Problem statement:
Your answer should be the full set of entries, given again without alteration.

(Records from a data collection)
-------------------------

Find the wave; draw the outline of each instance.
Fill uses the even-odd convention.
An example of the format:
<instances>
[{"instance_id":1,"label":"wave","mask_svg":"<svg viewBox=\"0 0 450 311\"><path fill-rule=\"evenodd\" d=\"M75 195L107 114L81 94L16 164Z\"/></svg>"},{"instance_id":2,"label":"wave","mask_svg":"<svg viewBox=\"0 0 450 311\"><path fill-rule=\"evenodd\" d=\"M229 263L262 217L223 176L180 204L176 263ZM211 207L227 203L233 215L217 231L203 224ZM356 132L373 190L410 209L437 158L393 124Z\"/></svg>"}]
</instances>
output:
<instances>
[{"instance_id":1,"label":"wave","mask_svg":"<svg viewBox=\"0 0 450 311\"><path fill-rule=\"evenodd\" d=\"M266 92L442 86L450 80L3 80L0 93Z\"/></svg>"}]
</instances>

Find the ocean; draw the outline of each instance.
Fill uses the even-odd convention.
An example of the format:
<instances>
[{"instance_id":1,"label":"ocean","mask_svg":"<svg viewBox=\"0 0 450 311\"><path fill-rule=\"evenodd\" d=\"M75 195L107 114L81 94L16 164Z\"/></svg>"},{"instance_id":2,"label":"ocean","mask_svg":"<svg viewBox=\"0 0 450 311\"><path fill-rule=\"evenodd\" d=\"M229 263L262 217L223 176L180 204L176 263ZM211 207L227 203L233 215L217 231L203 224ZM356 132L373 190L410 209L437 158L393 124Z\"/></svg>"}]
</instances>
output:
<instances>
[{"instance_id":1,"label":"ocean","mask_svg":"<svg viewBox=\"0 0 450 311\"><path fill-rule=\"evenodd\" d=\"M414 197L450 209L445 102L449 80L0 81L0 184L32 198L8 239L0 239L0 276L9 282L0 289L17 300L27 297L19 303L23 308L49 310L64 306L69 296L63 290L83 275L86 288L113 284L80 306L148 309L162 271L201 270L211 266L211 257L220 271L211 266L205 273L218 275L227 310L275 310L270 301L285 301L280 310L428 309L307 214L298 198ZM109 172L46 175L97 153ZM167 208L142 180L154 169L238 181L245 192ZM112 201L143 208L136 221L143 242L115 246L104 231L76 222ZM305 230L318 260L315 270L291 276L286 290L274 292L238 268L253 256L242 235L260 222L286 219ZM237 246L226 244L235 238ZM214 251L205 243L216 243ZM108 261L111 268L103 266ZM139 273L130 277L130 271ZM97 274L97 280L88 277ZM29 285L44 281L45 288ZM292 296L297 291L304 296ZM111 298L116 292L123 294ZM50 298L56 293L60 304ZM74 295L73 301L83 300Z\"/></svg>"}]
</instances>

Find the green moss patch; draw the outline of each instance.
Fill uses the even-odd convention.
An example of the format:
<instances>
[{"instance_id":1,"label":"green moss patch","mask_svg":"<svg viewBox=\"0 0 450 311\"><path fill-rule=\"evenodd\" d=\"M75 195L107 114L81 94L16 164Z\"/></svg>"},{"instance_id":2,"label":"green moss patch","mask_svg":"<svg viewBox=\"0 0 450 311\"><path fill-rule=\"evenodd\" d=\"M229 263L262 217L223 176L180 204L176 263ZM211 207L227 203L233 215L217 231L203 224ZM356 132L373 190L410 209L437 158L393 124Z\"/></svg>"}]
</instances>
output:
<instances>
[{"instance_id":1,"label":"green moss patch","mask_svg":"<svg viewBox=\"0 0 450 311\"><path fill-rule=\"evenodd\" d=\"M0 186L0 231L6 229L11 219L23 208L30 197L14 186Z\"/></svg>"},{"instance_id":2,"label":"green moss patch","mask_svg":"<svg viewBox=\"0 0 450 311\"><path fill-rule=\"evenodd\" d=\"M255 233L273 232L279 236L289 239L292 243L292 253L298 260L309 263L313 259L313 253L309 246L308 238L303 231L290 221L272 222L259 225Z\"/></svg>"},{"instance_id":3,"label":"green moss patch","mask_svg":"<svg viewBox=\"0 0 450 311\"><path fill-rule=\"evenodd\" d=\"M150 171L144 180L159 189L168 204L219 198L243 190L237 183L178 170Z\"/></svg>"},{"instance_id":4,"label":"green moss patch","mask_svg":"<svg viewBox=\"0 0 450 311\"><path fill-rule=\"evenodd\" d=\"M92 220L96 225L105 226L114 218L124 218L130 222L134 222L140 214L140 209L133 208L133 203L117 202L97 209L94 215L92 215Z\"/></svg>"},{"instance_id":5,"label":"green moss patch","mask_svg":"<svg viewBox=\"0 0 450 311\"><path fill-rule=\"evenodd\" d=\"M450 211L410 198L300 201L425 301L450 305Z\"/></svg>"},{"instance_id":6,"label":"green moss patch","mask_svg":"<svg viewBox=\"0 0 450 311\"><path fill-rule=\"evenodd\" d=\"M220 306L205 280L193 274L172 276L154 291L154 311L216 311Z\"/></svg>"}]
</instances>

-------------------------

Task solution:
Find the wave; draw the outline of each instance.
Fill uses the even-odd convention.
An example of the format:
<instances>
[{"instance_id":1,"label":"wave","mask_svg":"<svg viewBox=\"0 0 450 311\"><path fill-rule=\"evenodd\" d=\"M75 195L107 114L81 94L16 164Z\"/></svg>"},{"instance_id":2,"label":"wave","mask_svg":"<svg viewBox=\"0 0 450 311\"><path fill-rule=\"evenodd\" d=\"M229 263L262 217L223 176L180 204L176 263ZM211 207L227 203L233 215L217 231L203 224ZM356 132L373 190L410 209L437 158L393 124Z\"/></svg>"}]
</instances>
output:
<instances>
[{"instance_id":1,"label":"wave","mask_svg":"<svg viewBox=\"0 0 450 311\"><path fill-rule=\"evenodd\" d=\"M266 92L442 86L450 80L3 80L0 93Z\"/></svg>"}]
</instances>

Find the ocean; draw the outline of each instance.
Fill uses the even-odd convention.
An example of the format:
<instances>
[{"instance_id":1,"label":"ocean","mask_svg":"<svg viewBox=\"0 0 450 311\"><path fill-rule=\"evenodd\" d=\"M75 195L107 114L81 94L16 164Z\"/></svg>"},{"instance_id":2,"label":"ocean","mask_svg":"<svg viewBox=\"0 0 450 311\"><path fill-rule=\"evenodd\" d=\"M229 263L262 217L223 176L180 204L176 263ZM211 207L227 203L233 215L217 231L203 224ZM356 132L373 190L410 209L437 158L393 124Z\"/></svg>"}]
</instances>
output:
<instances>
[{"instance_id":1,"label":"ocean","mask_svg":"<svg viewBox=\"0 0 450 311\"><path fill-rule=\"evenodd\" d=\"M414 197L450 209L445 102L449 80L0 81L0 184L32 198L8 239L0 239L0 276L9 282L0 289L17 300L27 297L19 303L23 308L49 310L64 306L69 296L63 290L83 275L86 288L113 284L80 306L148 309L162 271L201 270L211 266L211 257L220 271L211 266L205 273L218 275L227 310L275 310L270 301L285 301L280 310L428 309L307 214L298 198ZM109 172L46 175L97 153ZM167 208L142 180L154 169L238 181L245 192ZM112 201L143 208L136 221L143 242L115 246L104 231L76 222ZM305 230L318 260L315 270L291 276L286 290L274 292L238 268L253 256L242 235L260 222L286 219ZM237 246L226 244L235 238ZM214 251L205 243L216 243ZM108 261L111 268L103 266ZM139 273L130 277L130 271ZM97 274L97 280L88 277ZM29 285L44 281L45 288ZM292 296L297 291L304 296ZM111 298L116 292L123 294ZM50 298L56 293L60 304ZM74 295L73 301L83 300Z\"/></svg>"}]
</instances>

Find the green moss patch; draw the outline of each instance.
Fill uses the even-odd convention.
An example of the format:
<instances>
[{"instance_id":1,"label":"green moss patch","mask_svg":"<svg viewBox=\"0 0 450 311\"><path fill-rule=\"evenodd\" d=\"M75 195L107 114L81 94L16 164Z\"/></svg>"},{"instance_id":2,"label":"green moss patch","mask_svg":"<svg viewBox=\"0 0 450 311\"><path fill-rule=\"evenodd\" d=\"M229 263L262 217L223 176L180 204L176 263ZM211 207L227 203L233 215L217 231L203 224ZM356 132L373 190L410 209L437 158L393 124Z\"/></svg>"}]
</instances>
output:
<instances>
[{"instance_id":1,"label":"green moss patch","mask_svg":"<svg viewBox=\"0 0 450 311\"><path fill-rule=\"evenodd\" d=\"M0 186L0 231L6 229L11 219L23 208L30 197L14 186Z\"/></svg>"},{"instance_id":2,"label":"green moss patch","mask_svg":"<svg viewBox=\"0 0 450 311\"><path fill-rule=\"evenodd\" d=\"M255 233L273 232L279 236L289 239L292 243L292 253L298 260L309 263L313 259L313 253L309 246L308 238L303 231L290 221L272 222L259 225Z\"/></svg>"},{"instance_id":3,"label":"green moss patch","mask_svg":"<svg viewBox=\"0 0 450 311\"><path fill-rule=\"evenodd\" d=\"M150 171L144 180L159 189L168 204L219 198L243 190L237 183L178 170Z\"/></svg>"},{"instance_id":4,"label":"green moss patch","mask_svg":"<svg viewBox=\"0 0 450 311\"><path fill-rule=\"evenodd\" d=\"M92 220L96 225L105 226L114 218L124 218L130 222L134 222L140 214L140 209L133 208L133 203L117 202L97 209L94 215L92 215Z\"/></svg>"},{"instance_id":5,"label":"green moss patch","mask_svg":"<svg viewBox=\"0 0 450 311\"><path fill-rule=\"evenodd\" d=\"M450 211L410 198L300 201L425 301L450 305Z\"/></svg>"},{"instance_id":6,"label":"green moss patch","mask_svg":"<svg viewBox=\"0 0 450 311\"><path fill-rule=\"evenodd\" d=\"M220 306L205 280L193 274L172 276L154 291L154 311L216 311Z\"/></svg>"}]
</instances>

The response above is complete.